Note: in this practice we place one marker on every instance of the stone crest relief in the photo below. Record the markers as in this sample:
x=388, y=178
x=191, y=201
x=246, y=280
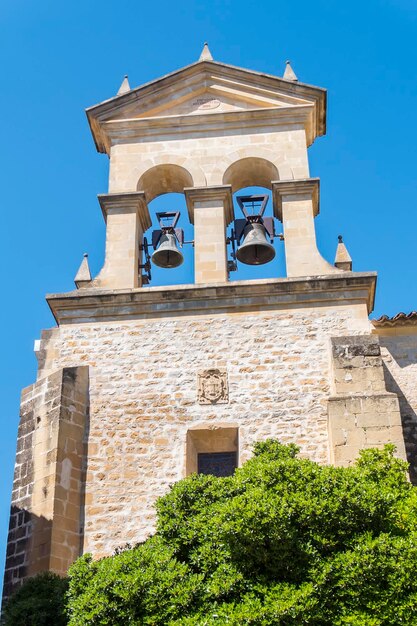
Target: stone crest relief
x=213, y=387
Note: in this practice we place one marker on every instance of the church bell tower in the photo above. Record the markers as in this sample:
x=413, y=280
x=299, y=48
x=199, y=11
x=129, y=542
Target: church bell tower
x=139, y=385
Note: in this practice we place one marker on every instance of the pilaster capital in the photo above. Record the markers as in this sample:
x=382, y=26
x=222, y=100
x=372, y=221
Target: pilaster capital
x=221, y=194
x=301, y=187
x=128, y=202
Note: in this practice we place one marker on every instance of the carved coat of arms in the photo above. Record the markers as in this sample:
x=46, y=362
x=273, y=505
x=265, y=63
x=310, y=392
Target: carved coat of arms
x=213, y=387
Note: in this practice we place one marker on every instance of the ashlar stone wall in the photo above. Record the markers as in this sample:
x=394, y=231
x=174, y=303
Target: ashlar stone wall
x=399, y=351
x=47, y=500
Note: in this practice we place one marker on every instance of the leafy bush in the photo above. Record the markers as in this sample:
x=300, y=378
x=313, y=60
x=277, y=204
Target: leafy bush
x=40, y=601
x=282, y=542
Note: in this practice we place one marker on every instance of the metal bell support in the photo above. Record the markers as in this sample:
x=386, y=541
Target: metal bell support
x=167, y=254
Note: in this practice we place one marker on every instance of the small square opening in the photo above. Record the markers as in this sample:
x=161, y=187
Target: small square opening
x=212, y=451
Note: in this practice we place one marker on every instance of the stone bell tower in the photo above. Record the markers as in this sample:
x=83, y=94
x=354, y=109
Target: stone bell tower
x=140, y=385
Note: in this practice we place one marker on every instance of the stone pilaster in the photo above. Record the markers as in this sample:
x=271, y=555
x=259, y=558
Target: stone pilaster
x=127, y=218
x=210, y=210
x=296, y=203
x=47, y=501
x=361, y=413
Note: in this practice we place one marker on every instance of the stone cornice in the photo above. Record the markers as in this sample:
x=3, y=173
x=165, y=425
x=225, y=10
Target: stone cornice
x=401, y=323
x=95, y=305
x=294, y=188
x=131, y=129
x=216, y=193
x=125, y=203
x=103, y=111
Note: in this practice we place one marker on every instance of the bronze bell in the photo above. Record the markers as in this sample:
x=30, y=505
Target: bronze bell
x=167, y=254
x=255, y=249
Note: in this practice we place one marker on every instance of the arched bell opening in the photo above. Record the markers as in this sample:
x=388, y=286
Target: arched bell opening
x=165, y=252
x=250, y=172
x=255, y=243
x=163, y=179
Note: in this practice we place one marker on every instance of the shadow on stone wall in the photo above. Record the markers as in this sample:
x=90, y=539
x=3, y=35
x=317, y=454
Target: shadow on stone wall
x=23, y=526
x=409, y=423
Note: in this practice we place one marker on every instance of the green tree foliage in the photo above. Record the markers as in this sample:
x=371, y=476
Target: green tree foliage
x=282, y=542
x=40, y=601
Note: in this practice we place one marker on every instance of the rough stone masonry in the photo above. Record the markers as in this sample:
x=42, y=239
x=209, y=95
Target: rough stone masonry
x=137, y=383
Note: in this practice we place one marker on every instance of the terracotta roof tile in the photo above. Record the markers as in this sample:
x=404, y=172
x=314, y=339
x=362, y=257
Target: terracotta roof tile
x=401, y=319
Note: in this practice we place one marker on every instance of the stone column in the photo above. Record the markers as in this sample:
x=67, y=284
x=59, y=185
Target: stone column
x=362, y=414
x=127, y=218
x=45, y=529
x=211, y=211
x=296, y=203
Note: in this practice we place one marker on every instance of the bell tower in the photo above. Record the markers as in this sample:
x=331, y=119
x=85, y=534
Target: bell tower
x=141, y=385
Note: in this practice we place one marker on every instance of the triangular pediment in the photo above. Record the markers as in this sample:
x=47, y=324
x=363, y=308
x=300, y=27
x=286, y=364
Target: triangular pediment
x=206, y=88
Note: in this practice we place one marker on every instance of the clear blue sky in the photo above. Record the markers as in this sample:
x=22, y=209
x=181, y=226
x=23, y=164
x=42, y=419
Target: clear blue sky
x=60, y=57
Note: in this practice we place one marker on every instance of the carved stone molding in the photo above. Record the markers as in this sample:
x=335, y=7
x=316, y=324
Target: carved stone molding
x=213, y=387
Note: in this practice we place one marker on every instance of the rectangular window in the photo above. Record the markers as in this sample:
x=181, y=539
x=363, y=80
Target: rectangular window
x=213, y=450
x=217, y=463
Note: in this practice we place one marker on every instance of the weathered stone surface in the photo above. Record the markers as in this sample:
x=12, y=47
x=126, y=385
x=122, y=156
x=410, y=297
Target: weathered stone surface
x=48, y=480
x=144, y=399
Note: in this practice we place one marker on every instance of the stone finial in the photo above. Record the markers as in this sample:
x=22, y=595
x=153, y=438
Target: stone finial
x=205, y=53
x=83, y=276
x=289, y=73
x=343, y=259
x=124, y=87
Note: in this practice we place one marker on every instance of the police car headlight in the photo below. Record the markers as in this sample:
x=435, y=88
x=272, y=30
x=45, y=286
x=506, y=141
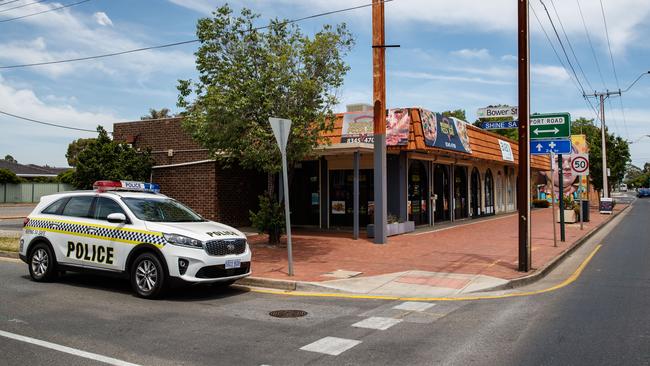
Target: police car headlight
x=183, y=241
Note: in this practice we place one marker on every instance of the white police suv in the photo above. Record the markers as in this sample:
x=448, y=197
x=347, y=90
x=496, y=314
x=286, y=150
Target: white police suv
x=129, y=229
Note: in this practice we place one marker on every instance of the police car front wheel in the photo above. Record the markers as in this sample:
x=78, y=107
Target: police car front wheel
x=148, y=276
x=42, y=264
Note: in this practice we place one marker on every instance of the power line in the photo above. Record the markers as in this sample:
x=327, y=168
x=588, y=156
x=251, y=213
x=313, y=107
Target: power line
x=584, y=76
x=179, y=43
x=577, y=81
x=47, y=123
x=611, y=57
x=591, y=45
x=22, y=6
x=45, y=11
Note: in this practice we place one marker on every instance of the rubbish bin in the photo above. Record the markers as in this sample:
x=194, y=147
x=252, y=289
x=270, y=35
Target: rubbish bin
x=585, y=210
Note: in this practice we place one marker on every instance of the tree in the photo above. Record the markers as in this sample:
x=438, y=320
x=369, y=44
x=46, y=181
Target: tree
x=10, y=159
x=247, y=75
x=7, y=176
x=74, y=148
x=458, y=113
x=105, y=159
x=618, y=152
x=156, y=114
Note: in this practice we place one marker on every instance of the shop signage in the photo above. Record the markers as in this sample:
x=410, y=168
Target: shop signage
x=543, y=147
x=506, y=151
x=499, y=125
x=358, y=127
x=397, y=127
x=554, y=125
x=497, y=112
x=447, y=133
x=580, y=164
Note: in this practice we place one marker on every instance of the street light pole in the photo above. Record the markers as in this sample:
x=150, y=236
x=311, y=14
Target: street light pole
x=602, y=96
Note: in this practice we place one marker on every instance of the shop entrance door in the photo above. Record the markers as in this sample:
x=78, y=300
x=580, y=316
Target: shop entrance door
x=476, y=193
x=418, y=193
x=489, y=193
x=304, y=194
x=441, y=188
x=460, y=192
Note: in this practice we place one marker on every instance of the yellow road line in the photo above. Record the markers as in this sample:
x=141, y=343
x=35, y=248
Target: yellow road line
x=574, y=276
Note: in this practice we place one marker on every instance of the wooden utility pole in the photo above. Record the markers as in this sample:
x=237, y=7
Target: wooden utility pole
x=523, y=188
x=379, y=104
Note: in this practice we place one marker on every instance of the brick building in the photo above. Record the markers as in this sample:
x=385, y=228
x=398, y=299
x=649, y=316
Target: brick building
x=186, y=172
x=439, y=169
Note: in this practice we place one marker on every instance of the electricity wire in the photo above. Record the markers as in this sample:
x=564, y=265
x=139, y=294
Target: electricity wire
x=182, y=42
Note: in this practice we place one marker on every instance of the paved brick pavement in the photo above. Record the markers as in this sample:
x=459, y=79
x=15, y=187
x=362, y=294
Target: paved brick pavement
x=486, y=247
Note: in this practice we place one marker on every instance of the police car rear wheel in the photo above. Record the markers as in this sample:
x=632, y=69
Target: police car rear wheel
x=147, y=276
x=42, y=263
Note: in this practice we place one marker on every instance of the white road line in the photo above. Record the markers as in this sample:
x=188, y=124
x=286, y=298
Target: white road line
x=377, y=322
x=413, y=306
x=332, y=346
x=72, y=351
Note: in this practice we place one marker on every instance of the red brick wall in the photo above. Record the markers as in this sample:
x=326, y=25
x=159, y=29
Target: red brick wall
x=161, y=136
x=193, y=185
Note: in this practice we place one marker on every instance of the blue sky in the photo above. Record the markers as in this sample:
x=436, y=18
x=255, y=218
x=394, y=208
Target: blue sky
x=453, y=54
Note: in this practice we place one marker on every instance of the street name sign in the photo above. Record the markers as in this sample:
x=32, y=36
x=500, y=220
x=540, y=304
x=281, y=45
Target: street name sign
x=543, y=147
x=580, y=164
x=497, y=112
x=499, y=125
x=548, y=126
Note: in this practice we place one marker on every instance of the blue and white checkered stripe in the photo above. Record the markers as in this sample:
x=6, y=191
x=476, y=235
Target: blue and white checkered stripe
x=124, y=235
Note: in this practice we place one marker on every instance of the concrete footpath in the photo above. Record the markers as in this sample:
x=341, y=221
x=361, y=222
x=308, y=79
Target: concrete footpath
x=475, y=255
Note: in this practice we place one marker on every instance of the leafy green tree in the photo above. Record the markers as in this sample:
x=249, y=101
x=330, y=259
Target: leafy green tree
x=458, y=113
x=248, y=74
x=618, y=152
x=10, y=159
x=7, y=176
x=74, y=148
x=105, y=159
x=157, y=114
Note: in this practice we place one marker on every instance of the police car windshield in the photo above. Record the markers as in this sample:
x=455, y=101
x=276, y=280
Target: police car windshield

= = =

Render the material above as a Markdown table with the columns "Number" and "Content". Start at the line containing "the stone pilaster" and continue through the line containing "x=361, y=413", with one numbered row per line and any blank lines omitted.

ANSWER IN FULL:
| Number | Content |
|---|---|
| 1 | Note: in this practice we place one marker on every instance of the stone pilaster in the photo above. Record the markers as in this sample: |
| 2 | x=271, y=555 |
| 3 | x=259, y=558 |
| 4 | Target: stone pilaster |
| 5 | x=127, y=218 |
| 6 | x=210, y=210 |
| 7 | x=296, y=203 |
| 8 | x=47, y=501 |
| 9 | x=361, y=413 |